* WRITTEN REQUEST
Please output every line of the material as it stands, without the pictures.

Data listing:
◇ ◇ ◇ ◇ ◇
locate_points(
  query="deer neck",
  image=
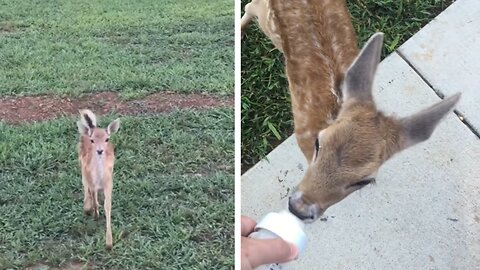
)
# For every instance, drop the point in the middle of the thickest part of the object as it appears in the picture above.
(319, 44)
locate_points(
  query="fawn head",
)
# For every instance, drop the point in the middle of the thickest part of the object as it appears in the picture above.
(349, 152)
(99, 137)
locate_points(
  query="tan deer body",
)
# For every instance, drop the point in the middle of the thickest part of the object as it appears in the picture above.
(338, 128)
(97, 157)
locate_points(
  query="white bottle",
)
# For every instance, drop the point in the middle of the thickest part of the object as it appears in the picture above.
(284, 225)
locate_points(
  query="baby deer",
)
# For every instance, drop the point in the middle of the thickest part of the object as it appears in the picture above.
(96, 155)
(343, 136)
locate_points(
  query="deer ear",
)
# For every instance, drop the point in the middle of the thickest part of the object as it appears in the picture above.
(113, 126)
(359, 76)
(420, 126)
(82, 129)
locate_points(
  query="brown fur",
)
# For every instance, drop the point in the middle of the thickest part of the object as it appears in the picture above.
(97, 169)
(319, 44)
(330, 85)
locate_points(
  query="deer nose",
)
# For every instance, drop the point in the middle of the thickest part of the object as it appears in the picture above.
(302, 210)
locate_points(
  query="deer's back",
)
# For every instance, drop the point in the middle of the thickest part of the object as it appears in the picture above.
(319, 44)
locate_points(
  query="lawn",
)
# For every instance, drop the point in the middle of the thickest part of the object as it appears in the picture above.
(266, 114)
(135, 48)
(172, 199)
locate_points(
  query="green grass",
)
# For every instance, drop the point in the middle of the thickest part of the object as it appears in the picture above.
(72, 47)
(266, 114)
(173, 205)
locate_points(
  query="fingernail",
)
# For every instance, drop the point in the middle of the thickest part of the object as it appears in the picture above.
(293, 252)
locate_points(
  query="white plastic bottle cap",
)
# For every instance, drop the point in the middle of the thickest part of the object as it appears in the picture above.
(286, 226)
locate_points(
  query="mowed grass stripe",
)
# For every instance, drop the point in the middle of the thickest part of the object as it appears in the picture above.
(72, 47)
(172, 200)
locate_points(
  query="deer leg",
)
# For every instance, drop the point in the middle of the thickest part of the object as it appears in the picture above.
(87, 200)
(94, 194)
(247, 16)
(108, 207)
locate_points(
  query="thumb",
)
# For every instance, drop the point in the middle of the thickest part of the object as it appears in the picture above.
◇ ◇ ◇ ◇ ◇
* RESPONSE BELOW
locate_points(
  query="deer neck",
  image=
)
# For every instance, drop the point in the middle of the thickest part of the object as it appears in the picture above.
(319, 44)
locate_points(
  query="fawn head",
)
# For every instance, drop the point in the middle of the thickest part of the object as it appears in the picture above.
(349, 152)
(99, 137)
locate_points(
  query="tan deer body",
)
# For every instance, drop the point in the middle of the thickest part of the object as it appears in the picture above.
(338, 128)
(97, 157)
locate_points(
  query="white bottle",
)
# For every instance, drop the point in the middle of the thickest part of the object as it appears in the picture above.
(284, 225)
locate_points(
  query="baby deer",
)
# For every instance, drop the point in the middle of the thickest part of the object as it appears in the picture above.
(96, 155)
(343, 136)
locate_points(
  query="deer ear",
)
# For every instance, drop the point in the middle of the thickest part of the object as it appears in the picture above.
(113, 126)
(359, 76)
(420, 126)
(82, 129)
locate_points(
  query="brown fur",
)
# For every instance, drop the point in the middle of the thickest part of the object as it appears in the picture above.
(97, 169)
(319, 44)
(330, 85)
locate_points(
  query="deer nose",
)
# For every instance, drop the point in the middle of the thickest part of the object as it appears in the picture above.
(302, 210)
locate_points(
  query="deer's back",
)
# For every instance, drop the point in the middle of the thickest part of the object as it appears in the picture above.
(319, 44)
locate_points(
  query="lawn",
)
# For every instance, drop the point in the middle of the thickest part of the object as it appears in the picture above.
(266, 114)
(135, 48)
(172, 199)
locate_points(
  query="green grass",
)
# For every instance, drop the point in the middle of the thickest part of the object as it appears in the picture above.
(72, 47)
(266, 114)
(173, 205)
locate_points(
  query="fingernail",
)
# For every instance, drop the point in the middle of the thickest part of the object as it appears in the picture above.
(293, 252)
locate_points(
  query="white plastic bottle cap",
)
# For every instance, drop the point in the middle of the thickest part of the object as it appears in the picture above.
(286, 226)
locate_points(
  query="mowed grass stripe",
)
# For every instance, drop the point in the middle of the thickest part of the object as it appears in the picture above.
(72, 47)
(172, 200)
locate_points(
  query="deer leg",
)
# For every instance, drop the point in the middle of the thickest part of the object as it appears in the picture above.
(87, 200)
(94, 194)
(247, 16)
(108, 207)
locate_points(
  query="thumb",
)
# For every instance, drop the point in the middle of the thickest part of the object as it appears in the picture above.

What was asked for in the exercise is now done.